2. Bought a 904 from another truck off craigslist from a seller I had bought from before with good success. It was clean, looked good, and was dirt cheap.
3. Put it in with a new filter and $35 worth of ATF+4. Initial no crank, adjusted the shifter linkage per the allpar manual, and made sure the neutral safety switch worked with back up lights etc. Started in park and neutral afterward with no issue. Ran it for a few minutes, made sure the fluid level was good, and thought I was on my way.
4. It will not go into gear. If I start it and let it run for about 3 minutes, I'll hear at some point a short, quick random groan come from inside the trans, but nothing else.
5. Based on the comments I've read, I'm thinking of buying a rebuild kit and learning as I go on the trans I took out. In the interim, I need this thing to run. I do have another slant 6 904 that came out of my 68 Barracuda 30+ years ago, and it ran good when it was removed. It's been in my garage in dry storage ever since. Can I use that trans for the short term. It looks nearly the same, although I suppose it doesn't have a lockup converter, which is no big deal to me. I did notice the neutral safety switch is not the same, and the shifter lever doesn't have a rubber grommet in it like the truck, just a clip that keeps the rod on the lever. Can I assume I can swap them over?

## REQUIREMENT A:
Answer these from the transmission post:
(i) How much ATF+4 was put in with the new filter?
(ii) About how long does the engine run before the short groan is heard from inside the transmission?
(iii) What car did the stored slant 6 904 come out of?
The transmission post and the records that come after it are unrelated material.

Stored data entries
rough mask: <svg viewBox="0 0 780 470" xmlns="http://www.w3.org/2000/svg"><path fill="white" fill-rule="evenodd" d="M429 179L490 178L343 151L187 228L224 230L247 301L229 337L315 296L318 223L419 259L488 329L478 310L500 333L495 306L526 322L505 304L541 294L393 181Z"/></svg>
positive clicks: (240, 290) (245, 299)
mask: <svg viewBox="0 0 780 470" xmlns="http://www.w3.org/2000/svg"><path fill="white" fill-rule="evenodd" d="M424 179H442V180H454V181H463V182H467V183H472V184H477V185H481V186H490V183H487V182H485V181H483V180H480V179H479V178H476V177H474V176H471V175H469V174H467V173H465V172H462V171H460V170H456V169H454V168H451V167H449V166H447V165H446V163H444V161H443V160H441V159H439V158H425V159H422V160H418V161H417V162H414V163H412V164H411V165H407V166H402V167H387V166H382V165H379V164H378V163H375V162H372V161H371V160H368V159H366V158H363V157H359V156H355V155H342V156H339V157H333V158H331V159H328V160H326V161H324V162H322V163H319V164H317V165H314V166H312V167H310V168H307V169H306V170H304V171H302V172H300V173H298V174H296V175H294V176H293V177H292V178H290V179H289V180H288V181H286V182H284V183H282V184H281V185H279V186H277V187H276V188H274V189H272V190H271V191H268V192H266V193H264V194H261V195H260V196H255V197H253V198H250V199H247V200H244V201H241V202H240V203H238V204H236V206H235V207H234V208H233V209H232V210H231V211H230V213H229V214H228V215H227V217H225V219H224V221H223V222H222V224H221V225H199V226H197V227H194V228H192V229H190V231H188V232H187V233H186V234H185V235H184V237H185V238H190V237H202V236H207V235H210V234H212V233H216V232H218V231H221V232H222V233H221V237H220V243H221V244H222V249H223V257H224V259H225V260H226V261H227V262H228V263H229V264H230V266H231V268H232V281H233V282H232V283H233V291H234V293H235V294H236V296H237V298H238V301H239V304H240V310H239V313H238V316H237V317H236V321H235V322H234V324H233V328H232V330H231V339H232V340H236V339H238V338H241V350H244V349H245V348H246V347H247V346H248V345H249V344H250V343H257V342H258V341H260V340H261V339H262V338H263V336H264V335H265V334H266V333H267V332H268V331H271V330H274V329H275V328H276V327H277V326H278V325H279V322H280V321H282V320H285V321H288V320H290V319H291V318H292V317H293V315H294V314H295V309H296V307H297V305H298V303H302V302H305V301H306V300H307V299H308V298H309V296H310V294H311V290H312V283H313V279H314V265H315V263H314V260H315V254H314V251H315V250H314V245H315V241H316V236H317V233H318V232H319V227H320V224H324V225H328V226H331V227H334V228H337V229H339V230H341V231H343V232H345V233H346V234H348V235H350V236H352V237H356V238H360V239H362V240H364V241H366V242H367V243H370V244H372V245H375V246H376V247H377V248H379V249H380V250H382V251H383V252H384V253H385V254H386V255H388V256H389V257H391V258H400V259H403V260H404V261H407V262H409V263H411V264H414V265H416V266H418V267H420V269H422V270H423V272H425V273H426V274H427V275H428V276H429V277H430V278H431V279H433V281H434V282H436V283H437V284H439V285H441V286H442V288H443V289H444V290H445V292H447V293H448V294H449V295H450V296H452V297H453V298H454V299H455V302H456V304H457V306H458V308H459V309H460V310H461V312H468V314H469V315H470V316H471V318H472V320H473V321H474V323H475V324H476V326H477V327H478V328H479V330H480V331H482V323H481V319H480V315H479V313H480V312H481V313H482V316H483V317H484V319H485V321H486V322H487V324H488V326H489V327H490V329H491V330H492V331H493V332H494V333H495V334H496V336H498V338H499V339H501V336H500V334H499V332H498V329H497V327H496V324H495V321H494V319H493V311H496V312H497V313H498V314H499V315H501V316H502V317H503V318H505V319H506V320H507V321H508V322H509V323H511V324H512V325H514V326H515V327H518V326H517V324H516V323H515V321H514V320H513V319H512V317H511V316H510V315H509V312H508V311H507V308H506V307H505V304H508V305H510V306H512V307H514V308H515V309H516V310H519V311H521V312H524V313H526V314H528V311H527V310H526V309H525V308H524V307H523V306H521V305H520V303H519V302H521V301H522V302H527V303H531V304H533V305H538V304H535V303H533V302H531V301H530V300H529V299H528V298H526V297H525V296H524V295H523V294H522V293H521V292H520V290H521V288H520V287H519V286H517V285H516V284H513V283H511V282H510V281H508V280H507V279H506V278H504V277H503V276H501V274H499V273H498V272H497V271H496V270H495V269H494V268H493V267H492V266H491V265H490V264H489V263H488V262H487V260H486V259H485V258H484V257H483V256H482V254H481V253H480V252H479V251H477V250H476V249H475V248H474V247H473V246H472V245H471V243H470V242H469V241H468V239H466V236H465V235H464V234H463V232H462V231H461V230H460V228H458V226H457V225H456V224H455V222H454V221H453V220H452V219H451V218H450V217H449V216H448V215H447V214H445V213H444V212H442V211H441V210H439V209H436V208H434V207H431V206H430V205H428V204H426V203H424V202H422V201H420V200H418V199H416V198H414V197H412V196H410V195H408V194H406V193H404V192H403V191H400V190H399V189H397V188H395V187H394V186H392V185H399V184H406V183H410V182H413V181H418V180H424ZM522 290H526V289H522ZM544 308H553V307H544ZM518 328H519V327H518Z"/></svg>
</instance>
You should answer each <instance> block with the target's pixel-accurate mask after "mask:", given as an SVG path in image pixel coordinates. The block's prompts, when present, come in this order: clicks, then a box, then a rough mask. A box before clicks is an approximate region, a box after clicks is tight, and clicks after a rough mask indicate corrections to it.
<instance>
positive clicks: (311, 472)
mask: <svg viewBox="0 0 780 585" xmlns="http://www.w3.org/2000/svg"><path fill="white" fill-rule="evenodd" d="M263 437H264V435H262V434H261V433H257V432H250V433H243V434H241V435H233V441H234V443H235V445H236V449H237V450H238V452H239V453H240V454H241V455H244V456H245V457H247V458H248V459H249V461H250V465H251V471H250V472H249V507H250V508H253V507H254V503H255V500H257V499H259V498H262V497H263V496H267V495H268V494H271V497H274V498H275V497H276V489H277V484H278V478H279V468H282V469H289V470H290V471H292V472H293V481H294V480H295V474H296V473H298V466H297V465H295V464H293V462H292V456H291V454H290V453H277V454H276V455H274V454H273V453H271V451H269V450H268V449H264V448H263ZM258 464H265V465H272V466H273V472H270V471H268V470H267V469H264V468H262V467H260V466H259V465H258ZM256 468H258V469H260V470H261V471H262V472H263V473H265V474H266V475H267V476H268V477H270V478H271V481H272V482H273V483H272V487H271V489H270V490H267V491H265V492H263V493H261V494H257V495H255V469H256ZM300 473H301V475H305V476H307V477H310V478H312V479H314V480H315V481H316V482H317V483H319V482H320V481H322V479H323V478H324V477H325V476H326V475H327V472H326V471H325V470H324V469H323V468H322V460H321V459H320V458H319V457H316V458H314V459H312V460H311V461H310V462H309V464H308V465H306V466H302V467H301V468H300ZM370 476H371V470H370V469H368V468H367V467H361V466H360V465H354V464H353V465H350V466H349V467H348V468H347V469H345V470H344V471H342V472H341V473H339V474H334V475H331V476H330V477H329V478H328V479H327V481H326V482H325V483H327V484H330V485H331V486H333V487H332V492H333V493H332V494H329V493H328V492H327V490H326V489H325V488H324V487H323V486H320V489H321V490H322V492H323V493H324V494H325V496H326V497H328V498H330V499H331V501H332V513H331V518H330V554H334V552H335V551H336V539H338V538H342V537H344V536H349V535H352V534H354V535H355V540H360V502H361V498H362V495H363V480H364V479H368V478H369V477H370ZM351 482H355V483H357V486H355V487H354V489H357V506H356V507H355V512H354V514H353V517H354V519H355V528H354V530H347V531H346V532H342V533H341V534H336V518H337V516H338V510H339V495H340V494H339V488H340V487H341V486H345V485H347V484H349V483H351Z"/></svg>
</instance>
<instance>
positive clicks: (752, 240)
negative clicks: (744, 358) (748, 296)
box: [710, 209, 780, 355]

## REQUIREMENT B:
Extract each line of the records that contains the string "clicks".

## EXERCISE RESPONSE A:
(i) $35 worth.
(ii) About 3 minutes.
(iii) A 68 Barracuda.

## EXERCISE RESPONSE B:
positive clicks: (240, 290) (245, 299)
You should answer each <instance> block with the target's pixel-accurate mask after "mask:", given as an SVG path in image pixel coordinates. The block's prompts, when present, come in this order: clicks, then a box, then a rough mask. A box before clicks is an approximate region, a box after clicks is tight, and clicks after a rough mask indicate corrections to it.
positive clicks: (311, 472)
positive clicks: (752, 240)
negative clicks: (744, 358) (748, 296)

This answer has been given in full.